• **Esercizi da svolgere**:
a) Copia dal brano sul cinema la parte che va da "Se andrà avanti" fino a "di essere accettati." compreso.
b) Rispondi in breve a queste domande sul brano sul cinema:
(i) Di quanti licenziamenti si parla per CinecittàLuce?
(ii) Quali realtà del settore resistono e diventano più forti?
(iii) Quale meccanismo scatterà, o è già scattato, soprattutto nelle giovani generazioni?

• **Brano da leggere**:
Stanno chiudendo per fallimento le tante imprese indipendenti di produzione cinematografica che hanno costituito la garanzia di un’offerta plurale e di qualità. Chi resiste delocalizza le produzioni all’estero, dove la “manodopera” costa meno. Le sale d’essai, quelle che proiettano cinema d’autore e che consentono al cinema di qualità di tutto il mondo di arrivare in Italia, non ce la fanno più non solo per i tagli al Fus ma per l’aumento del costo del biglietto deciso nel milleproroghe. CinecittàLuce, la spa a totale partecipazione pubblica che ha unito Cinecittà holding e Istituto Luce in una unica società, è stata messa in stato di crisi dal ministero. Si parla di più di 60 licenziamenti, si parla della perdita del più grande archivio storico audiovisivo del nostro paese, si parla della possibilità di produzione di opere prime e seconde e di documentari, si parla di distribuzione di pellicole di qualità. Cioè si parla prima di tutto dei giovani.

Come in tutti i settori anche qui resiste e diventa più forte chi è già forte: le grandi distribuzioni, i grandi circuiti di sale, le grandi produzioni, i grandi eventi. Tutti privati, tutti “sul mercato”.

Tutto questo vuol dire non solo che si sta tentando di fare terra bruciata della nostra cultura e della nostra produzione artistica, cioè del bene più prezioso di un paese. Quello che si sta tentando di fare è proprio di “narcotizzare” la creatività e con essa il paese.

Se andrà avanti il progetto di questo governo di mercificazione della cultura e di privatizzazione dei saperi, se la produzione culturale non potrà più contare su risorse pubbliche e certe, a garanzia di un pluralismo culturale e produttivo liberato “dal” mercato, vedranno la luce solo quelle opere costruite con quegli ingredienti di “gradevolezza” che rispondono alle richieste di un mercato “drogato”, cioè a quella domanda che si è formata in anni di offerta monoculturale e ad essa omologata. E non solo perché non si troveranno “sul mercato” i soldi per produrle, ma perché scatterà – è già scattato, specialmente nelle giovani generazioni – un meccanismo di autocensura e di autolimitazione che porterà autori ed artisti a proporre – ma anche a pensare – solo opere e progetti che abbiano un minimo di speranza di essere accettati.

• **Materiale da esaminare**:

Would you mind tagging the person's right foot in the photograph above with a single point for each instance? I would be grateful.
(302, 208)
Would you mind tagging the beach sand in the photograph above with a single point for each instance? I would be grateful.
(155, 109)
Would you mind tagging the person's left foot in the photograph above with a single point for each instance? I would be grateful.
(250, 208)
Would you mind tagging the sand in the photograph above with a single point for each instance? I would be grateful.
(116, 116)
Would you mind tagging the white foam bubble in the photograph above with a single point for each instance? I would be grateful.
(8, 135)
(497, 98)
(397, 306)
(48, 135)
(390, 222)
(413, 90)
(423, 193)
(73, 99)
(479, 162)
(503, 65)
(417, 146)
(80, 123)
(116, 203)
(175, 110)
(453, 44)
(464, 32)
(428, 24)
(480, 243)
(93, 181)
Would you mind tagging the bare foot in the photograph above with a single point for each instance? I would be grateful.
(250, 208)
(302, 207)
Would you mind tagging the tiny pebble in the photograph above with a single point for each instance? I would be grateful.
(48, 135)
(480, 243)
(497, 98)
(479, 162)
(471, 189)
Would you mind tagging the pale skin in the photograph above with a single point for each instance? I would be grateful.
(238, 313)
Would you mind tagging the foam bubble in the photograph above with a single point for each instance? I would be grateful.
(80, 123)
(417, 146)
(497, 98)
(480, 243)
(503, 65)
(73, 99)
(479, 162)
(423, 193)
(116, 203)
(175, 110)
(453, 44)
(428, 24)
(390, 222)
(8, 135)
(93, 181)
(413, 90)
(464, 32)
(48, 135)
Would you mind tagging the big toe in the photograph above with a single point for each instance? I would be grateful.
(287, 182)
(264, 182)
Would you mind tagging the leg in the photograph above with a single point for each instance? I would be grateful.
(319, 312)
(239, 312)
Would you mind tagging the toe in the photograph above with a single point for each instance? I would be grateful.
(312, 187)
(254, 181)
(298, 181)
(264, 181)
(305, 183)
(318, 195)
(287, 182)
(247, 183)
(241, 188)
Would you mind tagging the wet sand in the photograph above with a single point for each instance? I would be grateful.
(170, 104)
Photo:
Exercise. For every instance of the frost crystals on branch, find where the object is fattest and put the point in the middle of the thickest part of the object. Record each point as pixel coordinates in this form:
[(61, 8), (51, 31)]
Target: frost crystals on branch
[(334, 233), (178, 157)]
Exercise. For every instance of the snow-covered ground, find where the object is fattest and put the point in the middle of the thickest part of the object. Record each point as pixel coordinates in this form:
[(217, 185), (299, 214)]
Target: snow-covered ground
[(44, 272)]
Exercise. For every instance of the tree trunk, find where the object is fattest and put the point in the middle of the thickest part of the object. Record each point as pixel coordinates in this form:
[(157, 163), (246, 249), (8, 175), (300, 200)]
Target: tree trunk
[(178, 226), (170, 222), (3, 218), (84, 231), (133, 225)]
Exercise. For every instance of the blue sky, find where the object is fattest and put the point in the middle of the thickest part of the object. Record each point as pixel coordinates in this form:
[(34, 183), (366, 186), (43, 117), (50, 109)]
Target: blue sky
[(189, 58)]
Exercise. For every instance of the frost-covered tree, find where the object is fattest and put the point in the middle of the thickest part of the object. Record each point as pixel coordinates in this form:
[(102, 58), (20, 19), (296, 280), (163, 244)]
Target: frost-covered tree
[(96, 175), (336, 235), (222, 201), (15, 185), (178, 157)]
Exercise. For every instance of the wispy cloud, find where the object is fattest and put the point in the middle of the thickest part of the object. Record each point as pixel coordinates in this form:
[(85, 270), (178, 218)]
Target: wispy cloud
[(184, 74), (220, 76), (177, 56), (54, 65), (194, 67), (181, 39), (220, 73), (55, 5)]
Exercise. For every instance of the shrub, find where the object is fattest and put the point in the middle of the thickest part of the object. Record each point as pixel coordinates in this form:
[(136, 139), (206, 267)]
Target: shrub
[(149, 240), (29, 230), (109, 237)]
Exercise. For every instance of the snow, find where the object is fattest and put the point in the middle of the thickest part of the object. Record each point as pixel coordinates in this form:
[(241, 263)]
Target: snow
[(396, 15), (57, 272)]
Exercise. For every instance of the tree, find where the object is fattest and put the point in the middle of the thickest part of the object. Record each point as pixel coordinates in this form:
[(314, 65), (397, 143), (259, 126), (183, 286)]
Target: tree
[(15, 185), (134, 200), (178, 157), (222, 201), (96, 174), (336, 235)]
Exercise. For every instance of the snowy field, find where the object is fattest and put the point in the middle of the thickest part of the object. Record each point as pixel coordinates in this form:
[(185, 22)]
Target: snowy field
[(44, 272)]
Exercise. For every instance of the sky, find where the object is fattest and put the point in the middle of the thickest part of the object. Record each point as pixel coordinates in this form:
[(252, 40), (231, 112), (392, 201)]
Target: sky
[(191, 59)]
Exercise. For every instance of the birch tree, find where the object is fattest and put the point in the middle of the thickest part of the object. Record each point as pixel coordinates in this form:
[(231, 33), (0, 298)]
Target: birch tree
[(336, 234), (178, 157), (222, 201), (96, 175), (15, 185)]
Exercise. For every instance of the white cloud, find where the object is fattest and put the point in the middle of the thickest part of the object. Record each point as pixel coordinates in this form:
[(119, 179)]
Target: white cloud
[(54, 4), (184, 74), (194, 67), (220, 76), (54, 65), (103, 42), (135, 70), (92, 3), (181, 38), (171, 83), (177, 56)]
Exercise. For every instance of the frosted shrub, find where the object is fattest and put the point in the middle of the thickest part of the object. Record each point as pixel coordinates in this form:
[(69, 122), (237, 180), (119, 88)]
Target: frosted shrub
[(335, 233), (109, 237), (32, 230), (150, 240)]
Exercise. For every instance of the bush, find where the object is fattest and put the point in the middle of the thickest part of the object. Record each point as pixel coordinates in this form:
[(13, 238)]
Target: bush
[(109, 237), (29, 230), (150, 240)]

• **Risposte agli esercizi**:
a)
Se andrà avanti il progetto di questo governo di mercificazione della cultura e di privatizzazione dei saperi, se la produzione culturale non potrà più contare su risorse pubbliche e certe, a garanzia di un pluralismo culturale e produttivo liberato “dal” mercato, vedranno la luce solo quelle opere costruite con quegli ingredienti di “gradevolezza” che rispondono alle richieste di un mercato “drogato”, cioè a quella domanda che si è formata in anni di offerta monoculturale e ad essa omologata. E non solo perché non si troveranno “sul mercato” i soldi per produrle, ma perché scatterà – è già scattato, specialmente nelle giovani generazioni – un meccanismo di autocensura e di autolimitazione che porterà autori ed artisti a proporre – ma anche a pensare – solo opere e progetti che abbiano un minimo di speranza di essere accettati.

b)
(i) Di più di 60 licenziamenti.
(ii) Le grandi distribuzioni, i grandi circuiti di sale, le grandi produzioni e i grandi eventi.
(iii) Un meccanismo di autocensura e di autolimitazione.